A run of records
#####
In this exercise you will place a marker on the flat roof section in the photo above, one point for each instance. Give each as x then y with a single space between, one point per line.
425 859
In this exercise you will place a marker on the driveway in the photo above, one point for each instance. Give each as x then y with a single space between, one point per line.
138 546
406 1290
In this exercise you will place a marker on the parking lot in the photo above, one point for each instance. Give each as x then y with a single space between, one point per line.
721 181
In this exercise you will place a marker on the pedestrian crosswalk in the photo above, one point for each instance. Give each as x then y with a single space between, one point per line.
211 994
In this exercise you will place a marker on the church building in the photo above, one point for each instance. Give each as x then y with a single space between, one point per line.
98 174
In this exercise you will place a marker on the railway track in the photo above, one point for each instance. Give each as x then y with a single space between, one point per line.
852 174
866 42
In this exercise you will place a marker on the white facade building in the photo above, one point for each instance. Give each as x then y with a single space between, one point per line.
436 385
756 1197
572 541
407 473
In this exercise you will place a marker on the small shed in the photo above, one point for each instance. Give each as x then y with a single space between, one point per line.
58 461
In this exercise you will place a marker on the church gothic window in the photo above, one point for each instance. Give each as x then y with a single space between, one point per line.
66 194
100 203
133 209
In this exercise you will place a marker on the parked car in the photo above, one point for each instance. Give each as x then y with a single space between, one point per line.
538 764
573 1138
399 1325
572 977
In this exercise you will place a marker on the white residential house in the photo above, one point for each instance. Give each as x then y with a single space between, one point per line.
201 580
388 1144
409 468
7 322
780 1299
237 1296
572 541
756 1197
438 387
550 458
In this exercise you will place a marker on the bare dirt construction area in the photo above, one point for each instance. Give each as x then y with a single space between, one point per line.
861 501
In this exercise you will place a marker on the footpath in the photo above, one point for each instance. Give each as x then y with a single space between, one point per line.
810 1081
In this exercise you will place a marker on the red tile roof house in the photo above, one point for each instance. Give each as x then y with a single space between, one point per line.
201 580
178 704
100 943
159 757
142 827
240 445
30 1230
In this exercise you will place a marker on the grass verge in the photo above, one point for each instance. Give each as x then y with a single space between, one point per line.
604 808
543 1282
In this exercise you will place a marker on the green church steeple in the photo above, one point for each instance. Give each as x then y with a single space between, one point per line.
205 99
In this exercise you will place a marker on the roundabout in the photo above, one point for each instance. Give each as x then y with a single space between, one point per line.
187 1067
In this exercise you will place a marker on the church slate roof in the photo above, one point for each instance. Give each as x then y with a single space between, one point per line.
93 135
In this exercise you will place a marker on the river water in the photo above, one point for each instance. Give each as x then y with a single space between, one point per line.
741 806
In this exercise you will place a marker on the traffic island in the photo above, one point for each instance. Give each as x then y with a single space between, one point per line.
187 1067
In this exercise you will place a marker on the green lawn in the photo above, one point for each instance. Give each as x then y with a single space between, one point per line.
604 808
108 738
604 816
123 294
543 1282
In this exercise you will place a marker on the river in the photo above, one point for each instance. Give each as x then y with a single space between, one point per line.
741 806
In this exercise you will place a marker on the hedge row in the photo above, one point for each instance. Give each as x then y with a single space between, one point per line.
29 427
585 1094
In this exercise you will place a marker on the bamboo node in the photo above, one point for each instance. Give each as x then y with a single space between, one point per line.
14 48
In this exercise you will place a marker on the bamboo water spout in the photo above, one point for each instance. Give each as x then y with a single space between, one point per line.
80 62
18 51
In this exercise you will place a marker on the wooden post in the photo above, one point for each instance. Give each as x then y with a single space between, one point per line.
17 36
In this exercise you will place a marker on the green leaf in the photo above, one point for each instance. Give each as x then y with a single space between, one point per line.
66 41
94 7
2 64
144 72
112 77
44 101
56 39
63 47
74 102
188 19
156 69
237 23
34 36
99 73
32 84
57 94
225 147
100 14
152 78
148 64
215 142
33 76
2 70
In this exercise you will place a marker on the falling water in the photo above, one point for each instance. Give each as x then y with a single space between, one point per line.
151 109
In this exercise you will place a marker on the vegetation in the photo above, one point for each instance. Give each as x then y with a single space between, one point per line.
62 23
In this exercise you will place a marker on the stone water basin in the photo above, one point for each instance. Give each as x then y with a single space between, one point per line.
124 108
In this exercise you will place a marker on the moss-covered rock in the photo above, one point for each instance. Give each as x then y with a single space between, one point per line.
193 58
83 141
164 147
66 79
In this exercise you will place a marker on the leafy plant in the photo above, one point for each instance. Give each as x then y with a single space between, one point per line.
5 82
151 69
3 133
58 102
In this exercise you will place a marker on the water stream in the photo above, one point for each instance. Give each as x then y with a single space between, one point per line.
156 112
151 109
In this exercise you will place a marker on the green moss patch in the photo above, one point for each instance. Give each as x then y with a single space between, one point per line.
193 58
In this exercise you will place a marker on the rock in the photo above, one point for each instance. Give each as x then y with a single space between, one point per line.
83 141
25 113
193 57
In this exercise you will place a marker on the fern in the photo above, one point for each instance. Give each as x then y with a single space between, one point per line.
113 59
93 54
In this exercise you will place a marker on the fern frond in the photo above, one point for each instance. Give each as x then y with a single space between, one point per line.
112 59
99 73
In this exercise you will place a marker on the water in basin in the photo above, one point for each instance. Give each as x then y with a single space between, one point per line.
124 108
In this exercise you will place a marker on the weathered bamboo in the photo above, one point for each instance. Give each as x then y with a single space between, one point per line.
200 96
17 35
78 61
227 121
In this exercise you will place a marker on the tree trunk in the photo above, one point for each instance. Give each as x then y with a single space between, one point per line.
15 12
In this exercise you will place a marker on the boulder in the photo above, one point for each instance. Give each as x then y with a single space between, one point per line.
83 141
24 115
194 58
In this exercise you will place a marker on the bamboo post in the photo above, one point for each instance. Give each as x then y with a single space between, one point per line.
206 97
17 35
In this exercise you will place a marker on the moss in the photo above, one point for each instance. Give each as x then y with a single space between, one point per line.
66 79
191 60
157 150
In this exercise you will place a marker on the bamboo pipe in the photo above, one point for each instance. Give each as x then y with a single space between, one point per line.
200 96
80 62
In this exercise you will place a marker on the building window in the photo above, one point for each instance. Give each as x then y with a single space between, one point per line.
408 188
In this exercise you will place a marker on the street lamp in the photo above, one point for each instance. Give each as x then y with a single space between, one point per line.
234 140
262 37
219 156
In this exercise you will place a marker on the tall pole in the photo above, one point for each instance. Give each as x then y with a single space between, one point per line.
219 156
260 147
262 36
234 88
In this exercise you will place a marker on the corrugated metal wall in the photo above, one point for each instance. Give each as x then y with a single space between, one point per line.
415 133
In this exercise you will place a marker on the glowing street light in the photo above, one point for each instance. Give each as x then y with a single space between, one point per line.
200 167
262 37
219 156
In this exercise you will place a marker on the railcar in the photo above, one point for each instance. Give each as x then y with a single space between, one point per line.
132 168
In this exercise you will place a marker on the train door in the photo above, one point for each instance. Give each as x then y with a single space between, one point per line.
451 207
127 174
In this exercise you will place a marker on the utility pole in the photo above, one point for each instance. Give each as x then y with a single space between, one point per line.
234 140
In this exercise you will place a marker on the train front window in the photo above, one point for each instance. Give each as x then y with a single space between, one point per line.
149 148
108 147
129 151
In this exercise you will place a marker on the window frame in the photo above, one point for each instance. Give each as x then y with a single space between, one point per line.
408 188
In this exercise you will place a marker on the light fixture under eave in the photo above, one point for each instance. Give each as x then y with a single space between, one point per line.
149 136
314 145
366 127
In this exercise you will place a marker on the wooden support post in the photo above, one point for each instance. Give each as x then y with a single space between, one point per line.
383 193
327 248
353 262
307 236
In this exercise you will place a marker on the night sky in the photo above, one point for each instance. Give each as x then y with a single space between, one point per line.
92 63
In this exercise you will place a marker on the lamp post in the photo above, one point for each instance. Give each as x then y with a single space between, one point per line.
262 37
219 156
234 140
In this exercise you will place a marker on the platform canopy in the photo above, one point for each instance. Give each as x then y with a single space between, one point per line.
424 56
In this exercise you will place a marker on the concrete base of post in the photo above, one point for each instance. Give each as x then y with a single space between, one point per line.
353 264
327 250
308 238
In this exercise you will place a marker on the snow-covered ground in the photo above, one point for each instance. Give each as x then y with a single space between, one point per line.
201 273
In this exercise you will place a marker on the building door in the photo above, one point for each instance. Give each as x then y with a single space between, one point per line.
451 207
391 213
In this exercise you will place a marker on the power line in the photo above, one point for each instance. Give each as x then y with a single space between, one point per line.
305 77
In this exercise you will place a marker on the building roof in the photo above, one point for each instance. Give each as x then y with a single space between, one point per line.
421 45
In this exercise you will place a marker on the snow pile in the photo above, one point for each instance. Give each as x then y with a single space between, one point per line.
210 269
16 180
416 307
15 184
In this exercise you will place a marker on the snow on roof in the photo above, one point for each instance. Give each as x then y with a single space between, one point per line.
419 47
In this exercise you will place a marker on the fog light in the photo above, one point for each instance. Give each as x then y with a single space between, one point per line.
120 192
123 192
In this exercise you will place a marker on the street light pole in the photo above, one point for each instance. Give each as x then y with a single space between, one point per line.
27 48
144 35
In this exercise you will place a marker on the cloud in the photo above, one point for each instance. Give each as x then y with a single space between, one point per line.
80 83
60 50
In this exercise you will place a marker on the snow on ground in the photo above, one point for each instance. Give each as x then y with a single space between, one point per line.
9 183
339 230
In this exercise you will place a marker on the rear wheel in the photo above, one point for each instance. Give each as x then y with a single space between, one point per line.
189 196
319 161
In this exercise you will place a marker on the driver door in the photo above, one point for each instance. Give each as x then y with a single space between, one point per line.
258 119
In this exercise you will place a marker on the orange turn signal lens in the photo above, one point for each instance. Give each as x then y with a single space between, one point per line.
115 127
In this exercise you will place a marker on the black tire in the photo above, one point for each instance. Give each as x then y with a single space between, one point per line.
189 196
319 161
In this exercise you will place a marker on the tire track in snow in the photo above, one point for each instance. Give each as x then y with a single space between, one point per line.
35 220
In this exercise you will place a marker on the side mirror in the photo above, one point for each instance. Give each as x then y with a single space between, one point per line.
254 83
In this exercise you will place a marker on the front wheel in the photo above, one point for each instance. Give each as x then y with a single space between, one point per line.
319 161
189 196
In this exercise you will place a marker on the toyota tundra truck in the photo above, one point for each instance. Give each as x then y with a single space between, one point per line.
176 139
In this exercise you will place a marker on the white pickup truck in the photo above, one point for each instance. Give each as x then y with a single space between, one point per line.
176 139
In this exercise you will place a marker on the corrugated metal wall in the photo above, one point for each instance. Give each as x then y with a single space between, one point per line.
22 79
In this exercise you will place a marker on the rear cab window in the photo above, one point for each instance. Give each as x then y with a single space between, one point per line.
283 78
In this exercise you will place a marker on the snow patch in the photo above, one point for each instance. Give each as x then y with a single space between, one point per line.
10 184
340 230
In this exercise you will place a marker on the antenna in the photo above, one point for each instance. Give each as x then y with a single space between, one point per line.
#####
Repeat exactly the lines above from the line that contains "the white pickup" through the end. Include both of these ends; leave out everything else.

▸ Task response
In this exercise you will place a marker on the white pickup truck in the photo above, one point for each instance. Give each as x then y with a single space between, one point per line.
176 139
In this exercise you will place a marker on the corrugated metal wall in the photo above, one point for each instance. Give each as x then y with a single space between, one point per line.
22 79
In this exercise you will place a marker on the rear cab window in the photo above, one point for each instance. Give each as x then y with a single space between, one point per line.
283 78
In this exercise you will place a marker on the snow patch in the photo above, one point for each instance. Give each as x then y with a single space between, one point per line.
10 184
340 230
In this exercise you will place a marker on the antenna in the photo above, one point for each instance. Give each as x then y with a single space between, one point per line.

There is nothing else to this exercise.